## THE PROBLEM
Print the rows below, unchanged, from the line containing "of the tree" through the last row, with both ends included.

## INFORMATION SUPPLIED
-- START --

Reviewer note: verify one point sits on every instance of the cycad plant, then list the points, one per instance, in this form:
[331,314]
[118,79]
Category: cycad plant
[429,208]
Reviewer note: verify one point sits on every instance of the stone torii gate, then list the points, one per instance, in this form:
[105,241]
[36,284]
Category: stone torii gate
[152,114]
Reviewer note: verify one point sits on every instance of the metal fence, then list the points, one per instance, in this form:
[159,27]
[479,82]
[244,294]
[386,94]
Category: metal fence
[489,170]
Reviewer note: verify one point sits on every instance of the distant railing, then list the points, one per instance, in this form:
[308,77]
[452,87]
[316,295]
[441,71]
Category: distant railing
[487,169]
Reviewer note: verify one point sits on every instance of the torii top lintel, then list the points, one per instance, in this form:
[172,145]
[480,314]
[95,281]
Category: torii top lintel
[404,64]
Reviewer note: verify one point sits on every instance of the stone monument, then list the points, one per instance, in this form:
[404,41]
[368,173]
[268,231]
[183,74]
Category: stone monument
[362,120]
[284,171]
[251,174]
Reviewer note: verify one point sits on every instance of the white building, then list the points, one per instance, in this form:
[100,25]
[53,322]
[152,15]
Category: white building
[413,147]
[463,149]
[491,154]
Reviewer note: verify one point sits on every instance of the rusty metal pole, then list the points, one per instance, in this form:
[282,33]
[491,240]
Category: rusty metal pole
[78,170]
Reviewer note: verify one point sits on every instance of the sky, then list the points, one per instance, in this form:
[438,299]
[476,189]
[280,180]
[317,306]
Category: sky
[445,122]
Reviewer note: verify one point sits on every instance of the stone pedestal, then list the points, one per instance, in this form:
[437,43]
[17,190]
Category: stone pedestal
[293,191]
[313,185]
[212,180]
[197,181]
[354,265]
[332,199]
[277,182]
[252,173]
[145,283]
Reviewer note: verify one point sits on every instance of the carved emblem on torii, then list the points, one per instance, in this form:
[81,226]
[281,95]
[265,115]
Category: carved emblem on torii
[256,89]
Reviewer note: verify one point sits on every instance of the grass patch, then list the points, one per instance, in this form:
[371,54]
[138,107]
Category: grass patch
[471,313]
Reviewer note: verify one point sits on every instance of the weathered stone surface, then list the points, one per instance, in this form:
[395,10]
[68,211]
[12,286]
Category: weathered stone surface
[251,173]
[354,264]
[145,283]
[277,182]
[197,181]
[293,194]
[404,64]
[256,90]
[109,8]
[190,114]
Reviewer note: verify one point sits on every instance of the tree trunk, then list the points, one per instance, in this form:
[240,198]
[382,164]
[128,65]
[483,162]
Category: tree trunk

-- END --

## ANSWER
Reviewer note: verify one point sits on every instance of the tree trunk, then list the points, one per instance, in this form:
[240,198]
[382,164]
[128,65]
[483,162]
Category: tree trunk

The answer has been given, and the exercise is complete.